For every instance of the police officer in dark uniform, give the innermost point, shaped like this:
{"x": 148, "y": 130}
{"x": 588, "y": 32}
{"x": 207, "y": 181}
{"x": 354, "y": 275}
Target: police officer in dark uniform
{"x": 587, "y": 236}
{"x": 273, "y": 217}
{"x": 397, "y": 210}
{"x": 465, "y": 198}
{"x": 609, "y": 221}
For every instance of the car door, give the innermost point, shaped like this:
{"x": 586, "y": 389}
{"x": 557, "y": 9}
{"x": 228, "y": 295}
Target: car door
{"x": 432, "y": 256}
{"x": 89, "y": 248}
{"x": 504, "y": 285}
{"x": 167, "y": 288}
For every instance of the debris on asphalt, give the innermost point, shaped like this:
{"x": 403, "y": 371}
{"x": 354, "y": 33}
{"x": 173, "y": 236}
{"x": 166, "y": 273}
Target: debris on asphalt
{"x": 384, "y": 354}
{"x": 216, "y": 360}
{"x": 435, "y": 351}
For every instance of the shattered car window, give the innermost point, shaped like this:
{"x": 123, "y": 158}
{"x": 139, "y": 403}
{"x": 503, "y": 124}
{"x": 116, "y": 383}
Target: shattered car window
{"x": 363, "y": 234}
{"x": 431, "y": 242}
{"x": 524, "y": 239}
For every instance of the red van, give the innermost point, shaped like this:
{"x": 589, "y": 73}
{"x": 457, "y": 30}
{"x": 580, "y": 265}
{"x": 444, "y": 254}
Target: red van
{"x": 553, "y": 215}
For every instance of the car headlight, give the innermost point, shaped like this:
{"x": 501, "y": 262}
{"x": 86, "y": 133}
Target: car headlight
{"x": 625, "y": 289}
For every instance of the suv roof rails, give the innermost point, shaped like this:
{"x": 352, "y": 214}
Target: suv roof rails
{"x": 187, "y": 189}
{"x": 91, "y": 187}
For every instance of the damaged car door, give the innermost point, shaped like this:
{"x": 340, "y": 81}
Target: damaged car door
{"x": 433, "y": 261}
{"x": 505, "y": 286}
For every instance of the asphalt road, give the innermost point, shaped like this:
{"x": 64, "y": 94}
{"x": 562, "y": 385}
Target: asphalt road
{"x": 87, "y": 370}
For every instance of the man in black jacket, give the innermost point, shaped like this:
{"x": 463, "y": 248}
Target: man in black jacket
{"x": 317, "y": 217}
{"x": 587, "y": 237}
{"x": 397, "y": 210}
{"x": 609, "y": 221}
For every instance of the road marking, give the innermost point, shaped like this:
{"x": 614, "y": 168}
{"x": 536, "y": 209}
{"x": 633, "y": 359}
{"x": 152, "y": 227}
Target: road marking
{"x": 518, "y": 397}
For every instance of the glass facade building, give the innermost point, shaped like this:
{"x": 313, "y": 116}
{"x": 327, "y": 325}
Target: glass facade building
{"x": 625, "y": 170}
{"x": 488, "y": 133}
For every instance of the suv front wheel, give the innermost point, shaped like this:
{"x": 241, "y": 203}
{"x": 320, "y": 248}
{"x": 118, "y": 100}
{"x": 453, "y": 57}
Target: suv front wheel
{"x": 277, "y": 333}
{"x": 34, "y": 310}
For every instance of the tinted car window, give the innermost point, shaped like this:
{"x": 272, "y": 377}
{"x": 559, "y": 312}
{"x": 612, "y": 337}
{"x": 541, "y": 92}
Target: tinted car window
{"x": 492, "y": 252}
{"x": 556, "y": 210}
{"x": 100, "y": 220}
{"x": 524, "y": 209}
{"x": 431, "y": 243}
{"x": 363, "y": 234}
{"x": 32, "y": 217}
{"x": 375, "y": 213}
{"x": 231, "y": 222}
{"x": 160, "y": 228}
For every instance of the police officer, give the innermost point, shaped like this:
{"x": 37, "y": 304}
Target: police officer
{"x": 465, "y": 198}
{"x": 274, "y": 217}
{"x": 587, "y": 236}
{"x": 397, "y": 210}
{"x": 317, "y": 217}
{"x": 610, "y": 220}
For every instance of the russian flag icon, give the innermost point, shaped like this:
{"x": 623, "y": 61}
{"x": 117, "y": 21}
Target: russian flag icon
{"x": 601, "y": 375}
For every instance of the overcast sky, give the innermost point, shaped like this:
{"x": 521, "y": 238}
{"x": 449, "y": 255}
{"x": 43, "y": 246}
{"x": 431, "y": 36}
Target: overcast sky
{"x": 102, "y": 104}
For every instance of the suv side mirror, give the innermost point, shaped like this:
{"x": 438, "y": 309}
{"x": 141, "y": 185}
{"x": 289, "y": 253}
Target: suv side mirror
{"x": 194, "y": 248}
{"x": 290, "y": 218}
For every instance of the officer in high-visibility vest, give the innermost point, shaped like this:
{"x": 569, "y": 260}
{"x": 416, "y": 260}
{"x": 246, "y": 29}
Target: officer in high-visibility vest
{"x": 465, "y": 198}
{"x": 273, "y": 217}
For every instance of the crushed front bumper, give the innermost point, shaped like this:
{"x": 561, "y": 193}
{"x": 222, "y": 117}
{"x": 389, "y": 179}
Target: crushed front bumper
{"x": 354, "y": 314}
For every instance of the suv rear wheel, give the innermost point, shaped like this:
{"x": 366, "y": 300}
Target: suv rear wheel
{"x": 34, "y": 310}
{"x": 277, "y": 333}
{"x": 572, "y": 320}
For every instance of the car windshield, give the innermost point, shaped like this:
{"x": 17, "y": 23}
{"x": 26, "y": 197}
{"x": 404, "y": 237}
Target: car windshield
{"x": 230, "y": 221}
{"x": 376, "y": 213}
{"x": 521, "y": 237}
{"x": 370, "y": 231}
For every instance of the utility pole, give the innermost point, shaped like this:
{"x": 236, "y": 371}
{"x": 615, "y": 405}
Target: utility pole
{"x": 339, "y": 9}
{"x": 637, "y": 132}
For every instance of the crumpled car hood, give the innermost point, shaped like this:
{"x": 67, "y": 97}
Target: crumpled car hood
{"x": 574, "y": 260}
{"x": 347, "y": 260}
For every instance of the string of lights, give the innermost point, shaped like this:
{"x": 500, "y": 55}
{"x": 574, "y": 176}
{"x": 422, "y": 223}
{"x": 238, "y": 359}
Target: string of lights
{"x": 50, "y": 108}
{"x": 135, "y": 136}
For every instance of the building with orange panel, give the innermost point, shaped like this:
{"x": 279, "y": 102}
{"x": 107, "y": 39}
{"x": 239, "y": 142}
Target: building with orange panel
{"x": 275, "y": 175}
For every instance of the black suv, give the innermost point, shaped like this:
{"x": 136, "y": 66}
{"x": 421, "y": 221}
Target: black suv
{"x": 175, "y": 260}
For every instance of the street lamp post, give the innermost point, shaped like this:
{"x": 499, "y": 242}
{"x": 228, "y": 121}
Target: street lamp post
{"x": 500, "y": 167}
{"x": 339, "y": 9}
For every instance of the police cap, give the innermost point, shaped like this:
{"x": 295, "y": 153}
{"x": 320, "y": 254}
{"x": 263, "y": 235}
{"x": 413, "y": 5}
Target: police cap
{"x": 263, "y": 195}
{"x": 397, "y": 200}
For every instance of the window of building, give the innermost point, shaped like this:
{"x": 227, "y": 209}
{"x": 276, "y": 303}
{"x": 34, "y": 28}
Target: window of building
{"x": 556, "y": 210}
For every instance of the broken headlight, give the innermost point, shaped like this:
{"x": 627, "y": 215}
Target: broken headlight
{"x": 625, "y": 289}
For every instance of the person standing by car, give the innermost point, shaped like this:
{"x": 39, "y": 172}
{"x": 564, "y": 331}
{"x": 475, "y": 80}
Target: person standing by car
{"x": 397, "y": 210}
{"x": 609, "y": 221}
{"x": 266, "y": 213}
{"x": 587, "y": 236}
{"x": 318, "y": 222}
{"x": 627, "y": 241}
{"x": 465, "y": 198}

PROMPT —
Reproduce the entire listing above with every occurrence of "innermost point" changed to "central point" and all other text left unchanged.

EXERCISE RESPONSE —
For every instance of the police officer in dark uniform, give the central point, shaped like this:
{"x": 148, "y": 130}
{"x": 588, "y": 32}
{"x": 207, "y": 181}
{"x": 354, "y": 275}
Target: police officer in dark uniform
{"x": 587, "y": 236}
{"x": 273, "y": 217}
{"x": 397, "y": 210}
{"x": 465, "y": 198}
{"x": 609, "y": 221}
For every instance of the car door, give the central point, shaped like this:
{"x": 586, "y": 389}
{"x": 557, "y": 9}
{"x": 228, "y": 295}
Target: car door
{"x": 432, "y": 256}
{"x": 89, "y": 248}
{"x": 504, "y": 285}
{"x": 167, "y": 288}
For every instance of the debris on asphalt, give the central point, shaped like this:
{"x": 403, "y": 371}
{"x": 354, "y": 33}
{"x": 173, "y": 236}
{"x": 166, "y": 273}
Target: debris on asphalt
{"x": 384, "y": 354}
{"x": 216, "y": 360}
{"x": 435, "y": 351}
For every instance of the shattered car window, give the central point, shaped like this:
{"x": 123, "y": 158}
{"x": 139, "y": 403}
{"x": 503, "y": 124}
{"x": 116, "y": 383}
Target: shattered car window
{"x": 363, "y": 234}
{"x": 431, "y": 242}
{"x": 524, "y": 239}
For every instance of the red van, give the central point, shaped like this:
{"x": 589, "y": 73}
{"x": 457, "y": 30}
{"x": 580, "y": 265}
{"x": 444, "y": 254}
Target: red van
{"x": 553, "y": 215}
For every instance of the car headlight, give the central point, shaped like this:
{"x": 501, "y": 262}
{"x": 86, "y": 133}
Target: car headlight
{"x": 625, "y": 289}
For every instance of the suv roof rails, give the central point, shaped like this:
{"x": 352, "y": 214}
Target: suv roof rails
{"x": 187, "y": 189}
{"x": 91, "y": 187}
For every instance of the damaged car door, give the central point, shaped like this:
{"x": 340, "y": 81}
Target: damaged car door
{"x": 433, "y": 261}
{"x": 505, "y": 286}
For every instance of the asphalt road, give the central point, shaped like this:
{"x": 64, "y": 94}
{"x": 562, "y": 385}
Target: asphalt road
{"x": 87, "y": 370}
For every instance of the man in black jacket, give the central point, shaped like this:
{"x": 463, "y": 248}
Target: man in black jacket
{"x": 317, "y": 217}
{"x": 587, "y": 237}
{"x": 397, "y": 210}
{"x": 609, "y": 221}
For every instance of the road marking, give the central point, shaped like this:
{"x": 614, "y": 168}
{"x": 536, "y": 209}
{"x": 633, "y": 359}
{"x": 152, "y": 227}
Target: road marking
{"x": 518, "y": 397}
For every instance of the glass facade building, give the central point, shaped like this:
{"x": 313, "y": 116}
{"x": 327, "y": 325}
Target: glass facade building
{"x": 625, "y": 170}
{"x": 488, "y": 133}
For every instance of the suv front wheel, give the central point, shaped like this:
{"x": 241, "y": 203}
{"x": 320, "y": 248}
{"x": 118, "y": 100}
{"x": 453, "y": 57}
Target: suv front wheel
{"x": 277, "y": 333}
{"x": 34, "y": 310}
For every instance of the tinted car window, give the central point, shaped like this:
{"x": 272, "y": 377}
{"x": 559, "y": 312}
{"x": 612, "y": 337}
{"x": 541, "y": 92}
Target: tinted car window
{"x": 492, "y": 252}
{"x": 556, "y": 210}
{"x": 100, "y": 220}
{"x": 524, "y": 209}
{"x": 431, "y": 243}
{"x": 363, "y": 234}
{"x": 32, "y": 217}
{"x": 375, "y": 213}
{"x": 231, "y": 222}
{"x": 160, "y": 228}
For every instance of the police officer, give the central point, shaped like this:
{"x": 37, "y": 304}
Target: police officer
{"x": 465, "y": 198}
{"x": 274, "y": 217}
{"x": 587, "y": 236}
{"x": 397, "y": 210}
{"x": 317, "y": 217}
{"x": 610, "y": 220}
For every instance of the russian flag icon, give the central point, shaped like this:
{"x": 623, "y": 61}
{"x": 117, "y": 21}
Target: russian flag icon
{"x": 601, "y": 375}
For every instance of the overcast sky, give the central point, shaped like this:
{"x": 521, "y": 238}
{"x": 449, "y": 255}
{"x": 43, "y": 246}
{"x": 431, "y": 36}
Target: overcast sky
{"x": 102, "y": 104}
For every instance of the suv side mirror, give the central point, shaped like this:
{"x": 438, "y": 309}
{"x": 141, "y": 185}
{"x": 289, "y": 253}
Target: suv side mirror
{"x": 194, "y": 248}
{"x": 290, "y": 218}
For every instance of the officer in high-visibility vest, give the central point, shaped like this:
{"x": 569, "y": 260}
{"x": 416, "y": 260}
{"x": 246, "y": 29}
Target: officer in high-visibility vest
{"x": 465, "y": 198}
{"x": 273, "y": 217}
For every instance of the crushed front bumper, give the central point, shaped like this:
{"x": 561, "y": 193}
{"x": 222, "y": 117}
{"x": 389, "y": 179}
Target: crushed front bumper
{"x": 354, "y": 314}
For every instance of the suv rear wheel, give the central point, shaped like this:
{"x": 366, "y": 300}
Target: suv rear wheel
{"x": 34, "y": 310}
{"x": 277, "y": 333}
{"x": 572, "y": 320}
For every instance of the car windshield, give the central point, shaped like this:
{"x": 17, "y": 23}
{"x": 26, "y": 197}
{"x": 404, "y": 237}
Target: car windshield
{"x": 230, "y": 221}
{"x": 376, "y": 213}
{"x": 521, "y": 237}
{"x": 370, "y": 231}
For every instance of the utility pole, give the central point, shaped like this:
{"x": 236, "y": 371}
{"x": 615, "y": 405}
Target: utility pole
{"x": 339, "y": 9}
{"x": 637, "y": 132}
For every instance of the crumpled car hood, give the central point, shaped like this:
{"x": 67, "y": 97}
Target: crumpled car hood
{"x": 574, "y": 260}
{"x": 347, "y": 260}
For every instance of the string of lights, give the central point, shaped like this:
{"x": 500, "y": 55}
{"x": 574, "y": 176}
{"x": 422, "y": 223}
{"x": 238, "y": 359}
Target: string of lights
{"x": 50, "y": 108}
{"x": 135, "y": 136}
For every instance of the building with orange panel, give the central point, shaped like this:
{"x": 279, "y": 102}
{"x": 107, "y": 39}
{"x": 239, "y": 142}
Target: building with orange panel
{"x": 275, "y": 175}
For every instance of the black suv, give the central point, shaped like this:
{"x": 136, "y": 66}
{"x": 421, "y": 221}
Target: black suv
{"x": 175, "y": 260}
For every instance of the street lamp post, give the central point, shaped like this:
{"x": 499, "y": 242}
{"x": 228, "y": 121}
Target: street lamp post
{"x": 500, "y": 167}
{"x": 339, "y": 9}
For every instance of the police cap, give the central point, shaped like this:
{"x": 295, "y": 153}
{"x": 320, "y": 254}
{"x": 263, "y": 235}
{"x": 413, "y": 5}
Target: police cap
{"x": 263, "y": 195}
{"x": 397, "y": 200}
For every instance of the window of building, give the central point, shaped like this:
{"x": 227, "y": 209}
{"x": 276, "y": 303}
{"x": 34, "y": 28}
Target: window of building
{"x": 556, "y": 210}
For every instance of the broken headlight, give the central point, shaped like this:
{"x": 627, "y": 215}
Target: broken headlight
{"x": 625, "y": 289}
For every instance of the person standing by car, give the central point, shaped like this:
{"x": 39, "y": 172}
{"x": 564, "y": 331}
{"x": 475, "y": 80}
Target: person standing by car
{"x": 397, "y": 210}
{"x": 609, "y": 221}
{"x": 266, "y": 213}
{"x": 587, "y": 236}
{"x": 318, "y": 222}
{"x": 627, "y": 241}
{"x": 465, "y": 198}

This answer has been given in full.